Climate of Crisis: How Cities Can Use Climate Action to Close the Equity Gap, Drive Economic Recovery, and Improve Public Health
Like climate change, the COVID-19 pandemic illustrates the importance of decisions that are grounded in sound science and systems thinking, prioritizing actions that generate simultaneous benefits across health, equity, the economy, and climate.
Effective response may require adjustments that break down barriers across traditional silos in planning and decision-making. The full complement of benefits from action on climate, health, and economic recovery come to fruition if decision making is transparent and inclusive.
Government officials and city planners can lead by strengthening approaches that more deeply involve communities, and by making equity a key organizing principle.
The purpose of this webinar is to support planners, as well as city and other local officials, in their response to the events of 2020: the COVID-19 pandemic, a severe recession, a wave of social protest, and the ongoing imperative to respond to climate change.
The webinar will: provide new insights into the cause and confluence of these stressors; suggest ways to blunt the short-term setbacks while simultaneously strengthening the foundation for sustained and equitable climate action that improves well-being for all; and describe how city planners can seize the moment by treating climate change with the same urgency and resolve as the pandemic, recognizing that delay today will substantially raise future costs.
Speaker: Cutler Cleveland, Professor of Earth and Environment and Associate Director of the Boston University Institute for Sustainable Energy.
This webinar is hosted by the American Planning Association Sustainable Communities Division.

§ **CHECK YOUR UNDERSTANDING**
• 1. Return the webinar description's wording from "Effective response may" to "key organizing principle.".
• 2. According to the webinar description, who hosts the webinar?
The material that comes next has no connection to the webinar description.

§ **INFORMATION SUPPLIED**
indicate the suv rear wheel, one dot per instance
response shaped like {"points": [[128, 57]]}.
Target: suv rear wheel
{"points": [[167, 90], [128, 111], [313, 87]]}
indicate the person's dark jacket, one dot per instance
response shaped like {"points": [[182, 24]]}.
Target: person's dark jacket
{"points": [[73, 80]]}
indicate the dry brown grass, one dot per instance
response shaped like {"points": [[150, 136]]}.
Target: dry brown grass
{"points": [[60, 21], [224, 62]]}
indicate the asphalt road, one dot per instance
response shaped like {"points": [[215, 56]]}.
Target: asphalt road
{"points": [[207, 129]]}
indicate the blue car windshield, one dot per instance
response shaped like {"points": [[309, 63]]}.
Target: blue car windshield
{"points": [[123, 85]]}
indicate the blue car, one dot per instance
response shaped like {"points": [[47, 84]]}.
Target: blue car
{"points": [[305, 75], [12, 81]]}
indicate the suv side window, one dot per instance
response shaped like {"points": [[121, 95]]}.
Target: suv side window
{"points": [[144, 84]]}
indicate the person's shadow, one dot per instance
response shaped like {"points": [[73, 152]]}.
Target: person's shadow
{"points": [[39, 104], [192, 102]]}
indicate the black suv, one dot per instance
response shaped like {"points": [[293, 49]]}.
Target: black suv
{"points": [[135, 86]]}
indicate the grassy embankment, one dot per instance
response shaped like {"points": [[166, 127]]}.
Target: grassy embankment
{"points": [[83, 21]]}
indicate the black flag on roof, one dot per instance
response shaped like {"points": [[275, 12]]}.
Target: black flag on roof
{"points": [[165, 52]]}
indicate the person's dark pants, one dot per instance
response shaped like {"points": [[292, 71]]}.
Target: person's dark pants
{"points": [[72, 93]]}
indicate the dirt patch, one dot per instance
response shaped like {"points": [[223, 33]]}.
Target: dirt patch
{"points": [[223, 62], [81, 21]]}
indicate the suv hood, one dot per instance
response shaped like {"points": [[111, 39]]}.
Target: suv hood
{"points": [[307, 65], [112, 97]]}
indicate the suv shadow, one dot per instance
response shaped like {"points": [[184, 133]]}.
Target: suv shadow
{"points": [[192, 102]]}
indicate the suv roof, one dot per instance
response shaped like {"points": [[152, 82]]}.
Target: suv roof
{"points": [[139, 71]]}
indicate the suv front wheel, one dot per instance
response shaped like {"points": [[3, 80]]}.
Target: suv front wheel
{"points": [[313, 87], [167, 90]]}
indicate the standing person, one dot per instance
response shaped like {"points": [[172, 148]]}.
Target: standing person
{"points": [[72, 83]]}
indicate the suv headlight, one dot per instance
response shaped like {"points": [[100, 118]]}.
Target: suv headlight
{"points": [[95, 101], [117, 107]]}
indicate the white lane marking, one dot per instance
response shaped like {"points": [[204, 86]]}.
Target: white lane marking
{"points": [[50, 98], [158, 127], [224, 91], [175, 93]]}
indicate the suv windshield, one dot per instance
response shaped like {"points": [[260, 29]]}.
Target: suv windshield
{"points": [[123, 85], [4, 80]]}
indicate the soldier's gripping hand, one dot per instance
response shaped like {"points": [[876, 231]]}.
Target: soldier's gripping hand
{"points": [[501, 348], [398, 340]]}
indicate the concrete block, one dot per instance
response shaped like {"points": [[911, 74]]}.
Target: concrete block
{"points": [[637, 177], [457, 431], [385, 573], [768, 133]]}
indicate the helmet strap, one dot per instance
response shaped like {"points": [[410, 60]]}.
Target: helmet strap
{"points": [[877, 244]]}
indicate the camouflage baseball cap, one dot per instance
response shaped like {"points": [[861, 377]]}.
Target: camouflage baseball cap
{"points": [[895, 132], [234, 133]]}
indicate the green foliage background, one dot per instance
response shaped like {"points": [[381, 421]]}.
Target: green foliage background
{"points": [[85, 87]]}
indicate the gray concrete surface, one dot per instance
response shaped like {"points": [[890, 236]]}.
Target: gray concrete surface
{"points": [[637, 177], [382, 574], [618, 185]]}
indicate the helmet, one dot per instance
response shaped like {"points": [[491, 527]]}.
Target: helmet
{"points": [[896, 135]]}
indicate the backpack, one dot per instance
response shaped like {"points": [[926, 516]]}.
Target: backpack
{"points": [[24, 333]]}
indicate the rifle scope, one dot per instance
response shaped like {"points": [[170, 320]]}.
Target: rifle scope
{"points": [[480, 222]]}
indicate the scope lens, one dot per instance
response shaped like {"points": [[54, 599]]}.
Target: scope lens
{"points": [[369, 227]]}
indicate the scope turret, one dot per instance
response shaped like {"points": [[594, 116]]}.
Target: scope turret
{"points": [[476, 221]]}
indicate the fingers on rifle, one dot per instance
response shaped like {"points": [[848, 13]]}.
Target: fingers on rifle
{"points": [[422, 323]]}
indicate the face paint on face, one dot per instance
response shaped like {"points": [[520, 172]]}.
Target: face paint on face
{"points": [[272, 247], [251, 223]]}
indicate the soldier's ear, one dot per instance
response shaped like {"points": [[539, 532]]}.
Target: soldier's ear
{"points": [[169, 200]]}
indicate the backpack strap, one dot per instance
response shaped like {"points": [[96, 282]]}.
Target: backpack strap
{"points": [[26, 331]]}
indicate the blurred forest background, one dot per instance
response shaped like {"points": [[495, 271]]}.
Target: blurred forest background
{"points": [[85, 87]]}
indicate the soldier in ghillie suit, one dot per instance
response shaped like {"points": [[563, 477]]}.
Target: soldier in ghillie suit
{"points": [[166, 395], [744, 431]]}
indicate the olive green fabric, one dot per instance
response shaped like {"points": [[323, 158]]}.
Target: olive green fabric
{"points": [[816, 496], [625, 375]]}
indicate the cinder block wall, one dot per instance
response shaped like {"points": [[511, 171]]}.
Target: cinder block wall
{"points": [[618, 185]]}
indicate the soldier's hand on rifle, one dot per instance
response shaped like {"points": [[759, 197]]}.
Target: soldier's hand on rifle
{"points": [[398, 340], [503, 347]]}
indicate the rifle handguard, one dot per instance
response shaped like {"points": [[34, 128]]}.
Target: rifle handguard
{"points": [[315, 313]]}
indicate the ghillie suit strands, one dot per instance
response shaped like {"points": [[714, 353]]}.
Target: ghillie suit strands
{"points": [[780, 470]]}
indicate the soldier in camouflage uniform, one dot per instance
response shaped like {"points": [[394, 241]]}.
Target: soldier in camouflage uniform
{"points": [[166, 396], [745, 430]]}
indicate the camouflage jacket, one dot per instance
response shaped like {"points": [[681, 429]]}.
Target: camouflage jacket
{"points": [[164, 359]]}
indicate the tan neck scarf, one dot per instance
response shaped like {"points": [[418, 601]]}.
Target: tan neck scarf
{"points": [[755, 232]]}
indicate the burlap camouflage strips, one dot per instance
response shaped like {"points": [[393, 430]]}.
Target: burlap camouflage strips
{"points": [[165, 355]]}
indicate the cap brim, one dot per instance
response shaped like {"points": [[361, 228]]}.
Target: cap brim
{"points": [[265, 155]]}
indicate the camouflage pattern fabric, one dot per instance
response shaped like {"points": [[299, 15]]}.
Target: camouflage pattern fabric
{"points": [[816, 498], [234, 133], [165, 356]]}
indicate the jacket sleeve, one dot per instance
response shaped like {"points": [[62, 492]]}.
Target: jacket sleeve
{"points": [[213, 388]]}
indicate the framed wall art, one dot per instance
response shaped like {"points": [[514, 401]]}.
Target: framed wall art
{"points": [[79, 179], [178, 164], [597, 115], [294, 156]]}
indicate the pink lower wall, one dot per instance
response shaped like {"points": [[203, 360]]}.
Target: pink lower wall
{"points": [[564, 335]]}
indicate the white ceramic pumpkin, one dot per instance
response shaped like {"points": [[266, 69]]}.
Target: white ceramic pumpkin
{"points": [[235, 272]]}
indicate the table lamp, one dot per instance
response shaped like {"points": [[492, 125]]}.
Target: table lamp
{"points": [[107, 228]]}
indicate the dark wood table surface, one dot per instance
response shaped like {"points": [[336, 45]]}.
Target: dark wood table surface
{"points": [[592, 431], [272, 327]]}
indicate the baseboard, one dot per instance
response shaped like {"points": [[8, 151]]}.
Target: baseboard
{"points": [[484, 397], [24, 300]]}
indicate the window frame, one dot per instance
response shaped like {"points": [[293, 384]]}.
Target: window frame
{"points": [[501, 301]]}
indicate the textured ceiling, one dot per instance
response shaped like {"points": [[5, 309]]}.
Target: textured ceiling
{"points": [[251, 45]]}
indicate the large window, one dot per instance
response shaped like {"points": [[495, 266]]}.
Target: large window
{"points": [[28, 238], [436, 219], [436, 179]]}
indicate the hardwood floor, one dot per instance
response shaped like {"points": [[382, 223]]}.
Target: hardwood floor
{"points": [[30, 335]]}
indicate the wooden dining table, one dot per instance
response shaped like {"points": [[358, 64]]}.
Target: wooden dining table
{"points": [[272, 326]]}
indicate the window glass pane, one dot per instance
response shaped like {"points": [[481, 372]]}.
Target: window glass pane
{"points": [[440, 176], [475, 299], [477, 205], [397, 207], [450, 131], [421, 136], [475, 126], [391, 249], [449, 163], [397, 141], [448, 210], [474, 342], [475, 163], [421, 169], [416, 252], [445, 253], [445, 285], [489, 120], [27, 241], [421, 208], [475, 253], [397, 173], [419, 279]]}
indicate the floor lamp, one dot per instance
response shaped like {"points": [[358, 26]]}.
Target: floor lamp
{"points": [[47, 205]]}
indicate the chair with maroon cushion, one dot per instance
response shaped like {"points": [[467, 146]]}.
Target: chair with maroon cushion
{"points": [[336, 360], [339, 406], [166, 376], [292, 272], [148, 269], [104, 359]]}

§ **RESPONSES BY ITEM NUMBER**
• 1.
Effective response may require adjustments that break down barriers across traditional silos in planning and decision-making. The full complement of benefits from action on climate, health, and economic recovery come to fruition if decision making is transparent and inclusive.
Government officials and city planners can lead by strengthening approaches that more deeply involve communities, and by making equity a key organizing principle.

• 2. The American Planning Association Sustainable Communities Division.